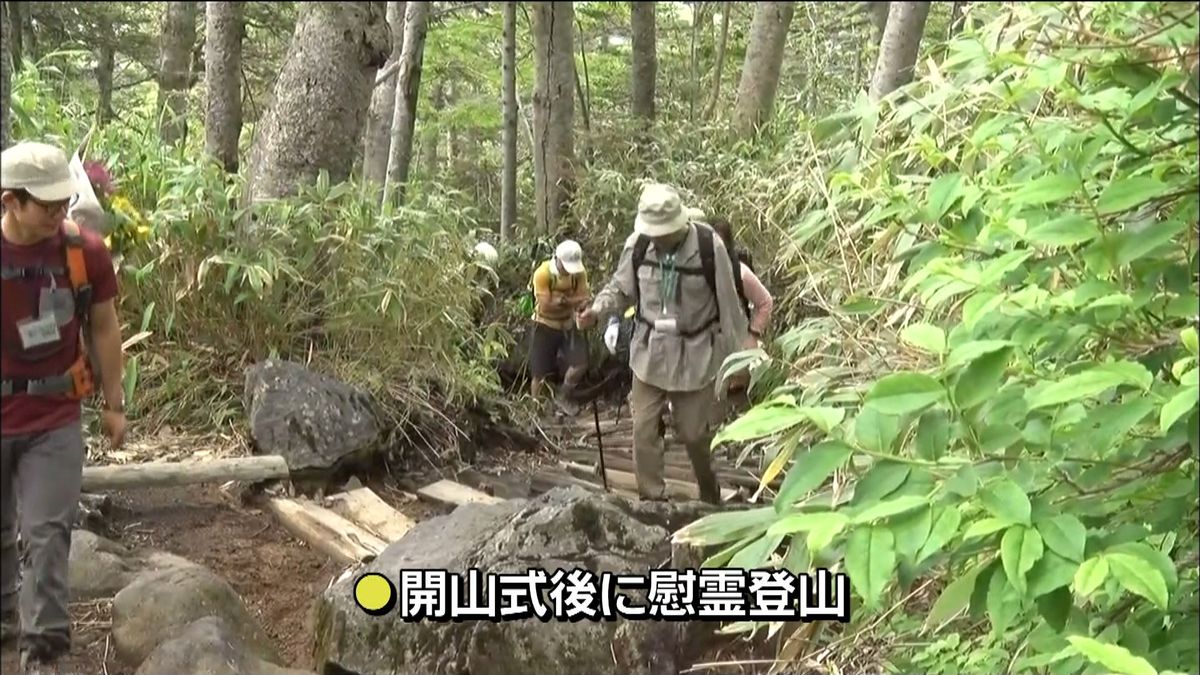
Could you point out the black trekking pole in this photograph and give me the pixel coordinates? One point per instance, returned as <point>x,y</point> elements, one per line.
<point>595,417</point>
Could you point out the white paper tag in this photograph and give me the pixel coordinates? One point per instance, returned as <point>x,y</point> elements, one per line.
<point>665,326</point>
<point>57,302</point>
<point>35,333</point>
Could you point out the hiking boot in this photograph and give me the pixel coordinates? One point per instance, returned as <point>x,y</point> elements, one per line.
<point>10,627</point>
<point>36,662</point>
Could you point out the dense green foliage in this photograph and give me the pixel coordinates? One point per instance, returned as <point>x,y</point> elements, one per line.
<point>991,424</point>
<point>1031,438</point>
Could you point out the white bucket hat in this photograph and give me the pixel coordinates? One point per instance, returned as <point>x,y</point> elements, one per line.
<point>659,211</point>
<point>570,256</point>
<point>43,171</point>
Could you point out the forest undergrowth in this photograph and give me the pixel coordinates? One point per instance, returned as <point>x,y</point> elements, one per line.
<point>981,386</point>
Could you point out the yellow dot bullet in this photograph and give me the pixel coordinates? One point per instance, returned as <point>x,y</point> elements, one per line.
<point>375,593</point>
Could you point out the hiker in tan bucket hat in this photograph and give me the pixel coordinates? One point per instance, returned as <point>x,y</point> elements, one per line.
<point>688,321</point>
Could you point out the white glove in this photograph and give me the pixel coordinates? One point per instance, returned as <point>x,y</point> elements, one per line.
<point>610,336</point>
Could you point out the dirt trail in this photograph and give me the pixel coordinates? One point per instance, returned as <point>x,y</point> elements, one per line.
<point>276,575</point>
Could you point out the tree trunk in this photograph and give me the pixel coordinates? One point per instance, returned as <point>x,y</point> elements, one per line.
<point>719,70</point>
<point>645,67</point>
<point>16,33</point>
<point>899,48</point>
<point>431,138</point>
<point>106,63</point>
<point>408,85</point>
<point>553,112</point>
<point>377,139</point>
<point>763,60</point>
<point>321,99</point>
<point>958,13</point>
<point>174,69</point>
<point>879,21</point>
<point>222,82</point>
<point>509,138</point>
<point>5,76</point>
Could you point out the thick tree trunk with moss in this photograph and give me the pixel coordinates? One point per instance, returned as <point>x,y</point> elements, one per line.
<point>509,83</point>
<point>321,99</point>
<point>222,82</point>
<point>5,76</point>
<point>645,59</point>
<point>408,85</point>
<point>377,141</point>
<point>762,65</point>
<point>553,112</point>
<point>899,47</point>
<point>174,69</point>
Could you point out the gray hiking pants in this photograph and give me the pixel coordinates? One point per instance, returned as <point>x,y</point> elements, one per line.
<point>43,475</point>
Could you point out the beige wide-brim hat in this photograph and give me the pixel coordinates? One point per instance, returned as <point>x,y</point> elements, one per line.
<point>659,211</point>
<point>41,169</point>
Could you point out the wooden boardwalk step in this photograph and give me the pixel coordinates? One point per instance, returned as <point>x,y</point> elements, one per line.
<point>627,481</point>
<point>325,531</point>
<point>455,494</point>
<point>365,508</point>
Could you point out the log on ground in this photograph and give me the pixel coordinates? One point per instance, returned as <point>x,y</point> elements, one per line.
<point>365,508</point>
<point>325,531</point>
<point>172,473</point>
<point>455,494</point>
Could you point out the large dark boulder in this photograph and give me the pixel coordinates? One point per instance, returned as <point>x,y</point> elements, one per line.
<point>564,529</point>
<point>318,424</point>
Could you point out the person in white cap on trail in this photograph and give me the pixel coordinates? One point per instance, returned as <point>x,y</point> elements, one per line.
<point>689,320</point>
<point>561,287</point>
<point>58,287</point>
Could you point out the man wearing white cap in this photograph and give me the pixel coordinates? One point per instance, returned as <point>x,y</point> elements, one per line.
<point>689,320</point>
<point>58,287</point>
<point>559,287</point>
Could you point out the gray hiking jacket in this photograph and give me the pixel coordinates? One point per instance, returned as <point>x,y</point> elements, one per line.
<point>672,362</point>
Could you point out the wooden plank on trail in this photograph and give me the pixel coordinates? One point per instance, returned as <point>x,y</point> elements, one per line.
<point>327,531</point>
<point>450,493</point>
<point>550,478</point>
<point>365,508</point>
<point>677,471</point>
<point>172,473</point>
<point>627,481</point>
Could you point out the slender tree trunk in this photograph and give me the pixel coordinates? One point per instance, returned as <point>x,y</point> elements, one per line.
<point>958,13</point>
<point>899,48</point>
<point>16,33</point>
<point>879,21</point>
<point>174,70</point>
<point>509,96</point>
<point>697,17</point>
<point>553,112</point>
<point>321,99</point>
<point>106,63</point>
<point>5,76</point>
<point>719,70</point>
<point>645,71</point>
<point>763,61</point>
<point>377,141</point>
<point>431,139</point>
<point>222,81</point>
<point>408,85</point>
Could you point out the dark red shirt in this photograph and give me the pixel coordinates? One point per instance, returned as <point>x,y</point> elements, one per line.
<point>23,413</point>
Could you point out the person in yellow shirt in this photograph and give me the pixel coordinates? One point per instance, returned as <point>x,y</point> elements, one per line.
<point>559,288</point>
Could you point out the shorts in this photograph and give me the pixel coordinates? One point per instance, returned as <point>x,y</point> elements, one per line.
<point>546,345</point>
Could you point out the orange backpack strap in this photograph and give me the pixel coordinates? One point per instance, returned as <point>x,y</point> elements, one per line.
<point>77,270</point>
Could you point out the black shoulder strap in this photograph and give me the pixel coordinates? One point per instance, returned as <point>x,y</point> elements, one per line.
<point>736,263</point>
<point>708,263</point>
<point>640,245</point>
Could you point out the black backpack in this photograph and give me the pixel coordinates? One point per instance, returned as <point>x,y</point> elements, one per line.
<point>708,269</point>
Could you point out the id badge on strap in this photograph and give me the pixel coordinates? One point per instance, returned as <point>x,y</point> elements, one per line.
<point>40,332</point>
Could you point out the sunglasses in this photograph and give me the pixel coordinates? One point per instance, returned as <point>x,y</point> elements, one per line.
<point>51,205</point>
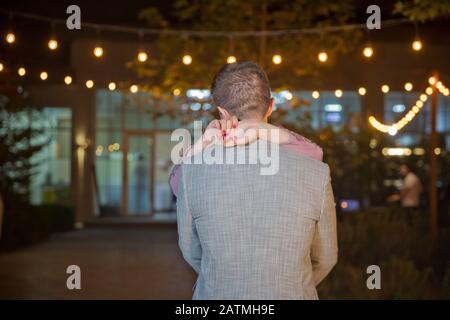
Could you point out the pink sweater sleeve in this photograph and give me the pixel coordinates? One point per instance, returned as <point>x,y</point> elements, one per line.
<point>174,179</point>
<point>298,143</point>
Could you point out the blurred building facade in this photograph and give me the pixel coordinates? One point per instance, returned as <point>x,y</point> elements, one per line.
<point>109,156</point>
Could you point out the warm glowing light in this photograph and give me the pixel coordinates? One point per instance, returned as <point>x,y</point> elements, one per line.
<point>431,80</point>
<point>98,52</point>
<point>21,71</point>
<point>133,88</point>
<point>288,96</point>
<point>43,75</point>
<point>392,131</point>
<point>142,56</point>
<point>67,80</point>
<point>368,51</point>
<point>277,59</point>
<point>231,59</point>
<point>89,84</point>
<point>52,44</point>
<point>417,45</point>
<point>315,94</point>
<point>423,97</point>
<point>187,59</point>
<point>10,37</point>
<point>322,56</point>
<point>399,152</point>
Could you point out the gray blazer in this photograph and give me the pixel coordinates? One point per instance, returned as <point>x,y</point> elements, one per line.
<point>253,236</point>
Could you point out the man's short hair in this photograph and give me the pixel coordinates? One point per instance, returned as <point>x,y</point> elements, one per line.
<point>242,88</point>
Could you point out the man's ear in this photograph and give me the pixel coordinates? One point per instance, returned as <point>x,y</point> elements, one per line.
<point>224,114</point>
-=-=-
- Your objective
Transcribe every entry above exactly. Omit all pictures.

- Response below
Could you point out the black trekking pole in this photograph and give me the pixel coordinates? One point per instance, returned as <point>x,y</point> elements, one per line.
<point>595,417</point>
Could you point out the white paper tag in this photograph and give me the pixel coordinates? One point per instance, returned as <point>x,y</point> elements, one per line.
<point>665,326</point>
<point>57,302</point>
<point>35,333</point>
Could you point out the hiking boot in this photograph and give me the pixel coordinates? One point per instance, returned as <point>x,y</point> elements, one per line.
<point>10,627</point>
<point>36,662</point>
Could you point out the dense green foliage in this photograph and give me the pixel coordinates? One point per instance, returned as <point>x,y</point> elements, one per line.
<point>991,424</point>
<point>1031,438</point>
Could you point out the white bucket hat in this photograph and give me the pixel coordinates? One point per instance, returned as <point>x,y</point> elements, one per line.
<point>659,211</point>
<point>570,256</point>
<point>43,171</point>
Could you point out the forest undergrowth in this photograph and give me the pixel coordinates? One point per instance, returned as <point>x,y</point> elements, one per line.
<point>981,386</point>
Could you point out the yellow dot bullet in this photograph and give me the pixel coordinates? One point per instance, returned as <point>x,y</point> elements, one per line.
<point>375,593</point>
Could you point out the hiker in tan bucket hat in this photograph and give me the pixel coordinates? One point per instance, returned as <point>x,y</point> elements, one per line.
<point>688,321</point>
Could you point out the white glove in this photograph and give me the pixel coordinates? One point per instance, returned as <point>x,y</point> elements, one per line.
<point>610,336</point>
Could you point out the dirt trail in this photograph and give me the pixel coordinates? One point per instance, returned as <point>x,y</point> elements, one per line.
<point>276,575</point>
Could you point out the tree trunk in this photograph and give me the pixel coordinates? One point per instance, returned as <point>x,y</point> elements, one per line.
<point>719,70</point>
<point>645,67</point>
<point>16,33</point>
<point>899,48</point>
<point>431,138</point>
<point>106,63</point>
<point>408,85</point>
<point>553,112</point>
<point>377,139</point>
<point>763,60</point>
<point>321,99</point>
<point>958,13</point>
<point>174,69</point>
<point>879,21</point>
<point>222,82</point>
<point>509,138</point>
<point>5,76</point>
Could you point out the thick tree trunk with moss in this photograph and give me the pixel coordinates? One point per instance, returned as <point>x,y</point> elements, one per line.
<point>509,83</point>
<point>321,99</point>
<point>222,82</point>
<point>5,76</point>
<point>645,59</point>
<point>408,85</point>
<point>377,141</point>
<point>762,65</point>
<point>553,112</point>
<point>899,47</point>
<point>174,69</point>
Could you point out the gray hiking pants in this photograph and give me the pixel coordinates? One point per instance, returned as <point>x,y</point> elements, one per line.
<point>43,475</point>
Could you point out the beige wide-brim hat in this photograph and give me the pixel coordinates? One point per instance, returned as <point>x,y</point> elements, one per line.
<point>659,211</point>
<point>41,169</point>
Could you point out the wooden boardwalk step in this photograph and give me the pixel coordinates? One point per instance, returned as <point>x,y</point> elements, one per line.
<point>627,481</point>
<point>325,531</point>
<point>455,494</point>
<point>365,508</point>
Could you point out the log on ground in this photograph and give me the pixel coordinates? One point per instance, returned as <point>x,y</point> elements, one per line.
<point>365,508</point>
<point>325,531</point>
<point>172,473</point>
<point>455,494</point>
Could you point out the large dark boulder in this photograph and give me the pixel coordinates? One point per instance, returned as <point>x,y</point> elements, one per line.
<point>564,529</point>
<point>318,424</point>
Could you point out the person in white cap on trail in this photograph and give me the pixel coordinates? One point per instance, returned as <point>x,y</point> elements, one per line.
<point>689,320</point>
<point>561,287</point>
<point>58,287</point>
Could you point out the man wearing white cap in this photograph and give me the pixel coordinates? One point per instance, returned as <point>x,y</point> elements, one per line.
<point>689,320</point>
<point>58,287</point>
<point>559,287</point>
Could you point out the gray hiking jacket in this photograph and give me the pixel coordinates? One point per instance, returned as <point>x,y</point> elements, one per line.
<point>672,362</point>
Could you point out the wooden plank on trail in this photograph and give me the pixel coordinates? One point per instance, returned as <point>x,y</point> elements, one per line.
<point>327,531</point>
<point>450,493</point>
<point>550,478</point>
<point>365,508</point>
<point>677,471</point>
<point>172,473</point>
<point>627,481</point>
Could you point out the slender tree trunk in this photograph and give me the pixel coordinates? One point per instance, returned as <point>x,y</point> elements, one per line.
<point>958,13</point>
<point>899,48</point>
<point>16,33</point>
<point>879,21</point>
<point>174,70</point>
<point>509,96</point>
<point>697,17</point>
<point>553,112</point>
<point>321,99</point>
<point>106,63</point>
<point>5,76</point>
<point>719,70</point>
<point>645,71</point>
<point>763,61</point>
<point>377,141</point>
<point>431,139</point>
<point>222,81</point>
<point>408,85</point>
Could you point out the dark red shirt in this photograph and give me the pixel coordinates? One point per instance, returned as <point>x,y</point> elements, one per line.
<point>23,413</point>
Could you point out the person in yellow shirt in this photograph and give me the pixel coordinates? One point per instance, returned as <point>x,y</point> elements, one per line.
<point>559,288</point>
Could you point out the shorts in this photograph and give me the pixel coordinates? One point per instance, returned as <point>x,y</point> elements, one per line.
<point>546,345</point>
Could you point out the orange backpack strap in this photograph and give me the pixel coordinates? One point per instance, returned as <point>x,y</point> elements, one per line.
<point>77,270</point>
Could you point out the black shoulder strap in this photograph and give me the pixel coordinates? One point per instance, returned as <point>x,y</point> elements, one per line.
<point>736,263</point>
<point>708,263</point>
<point>640,245</point>
Could you point out the black backpack in this photograph and give me the pixel coordinates? One point per instance, returned as <point>x,y</point> elements, one per line.
<point>708,269</point>
Could you point out the id badge on strap in this photograph and give me the pixel coordinates? One point per instance, returned as <point>x,y</point> elements, one per line.
<point>40,332</point>
Could you point out the sunglasses in this photograph and give me the pixel coordinates? One point per instance, returned as <point>x,y</point> elements, one per line.
<point>51,205</point>
Could you point out the pink sweater sleeve in this photograph and give me the pixel coordinates? One point per instance, returned as <point>x,y</point> elements, one per line.
<point>174,179</point>
<point>298,143</point>
Could you point out the blurred building facade in this photograph and give me the pixel coordinates? One point per instance, returned as <point>x,y</point> elements, one per line.
<point>109,156</point>
Could you point out the warm glowing light in this photograph and give me the pixel coordinates? One point per instance, returned as <point>x,y</point> elements, one per line.
<point>431,80</point>
<point>98,52</point>
<point>21,71</point>
<point>133,88</point>
<point>288,96</point>
<point>43,75</point>
<point>392,131</point>
<point>142,56</point>
<point>67,80</point>
<point>368,51</point>
<point>277,59</point>
<point>231,59</point>
<point>89,84</point>
<point>52,44</point>
<point>417,45</point>
<point>315,94</point>
<point>423,97</point>
<point>187,59</point>
<point>10,37</point>
<point>322,56</point>
<point>399,152</point>
Could you point out the gray blazer in this photograph and give me the pixel coordinates? One point per instance, returned as <point>x,y</point> elements, one per line.
<point>253,236</point>
Could you point out the man's short hair in this photograph and give me the pixel coordinates? One point per instance, returned as <point>x,y</point> elements, one per line.
<point>242,88</point>
Could you point out the man's ear in this photograph and give me the pixel coordinates? One point per instance, returned as <point>x,y</point> elements, one per line.
<point>224,114</point>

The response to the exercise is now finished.